■ **Task brief**: Render the stretch of lines below from the line containing "Category: shoreline" through the line containing "pixel 110 75" as a Markdown table with the columns Row and Line, leaving out blank lines. Include only those lines.
====== Supplied records ======
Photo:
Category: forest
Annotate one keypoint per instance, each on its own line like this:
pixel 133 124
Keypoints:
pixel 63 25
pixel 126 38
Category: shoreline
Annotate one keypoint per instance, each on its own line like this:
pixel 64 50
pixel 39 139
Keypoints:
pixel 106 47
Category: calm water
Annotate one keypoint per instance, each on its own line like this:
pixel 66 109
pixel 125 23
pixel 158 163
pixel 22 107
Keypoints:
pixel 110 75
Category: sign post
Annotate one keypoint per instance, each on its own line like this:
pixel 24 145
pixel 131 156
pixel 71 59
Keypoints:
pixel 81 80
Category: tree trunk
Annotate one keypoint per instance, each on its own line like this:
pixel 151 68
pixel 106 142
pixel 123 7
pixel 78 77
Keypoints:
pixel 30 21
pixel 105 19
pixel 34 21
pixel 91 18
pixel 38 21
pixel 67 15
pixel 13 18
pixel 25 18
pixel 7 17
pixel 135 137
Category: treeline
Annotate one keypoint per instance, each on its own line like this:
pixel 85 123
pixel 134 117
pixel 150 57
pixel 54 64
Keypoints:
======
====== Supplied records ======
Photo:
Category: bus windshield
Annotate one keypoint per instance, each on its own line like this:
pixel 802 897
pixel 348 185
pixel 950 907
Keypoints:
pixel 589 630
======
■ **Right answer**:
| Row | Line |
|---|---|
| 1 | Category: shoreline |
| 2 | Annotate one keypoint per instance, each on its own line like this: |
| 3 | pixel 64 50 |
| 4 | pixel 39 139 |
| 5 | Keypoints: |
| 6 | pixel 106 47 |
| 7 | Category: calm water |
| 8 | Annotate one keypoint per instance, each on its own line like this: |
| 9 | pixel 66 109 |
| 10 | pixel 125 23 |
| 11 | pixel 158 163 |
| 12 | pixel 22 107 |
| 13 | Keypoints: |
| 14 | pixel 110 75 |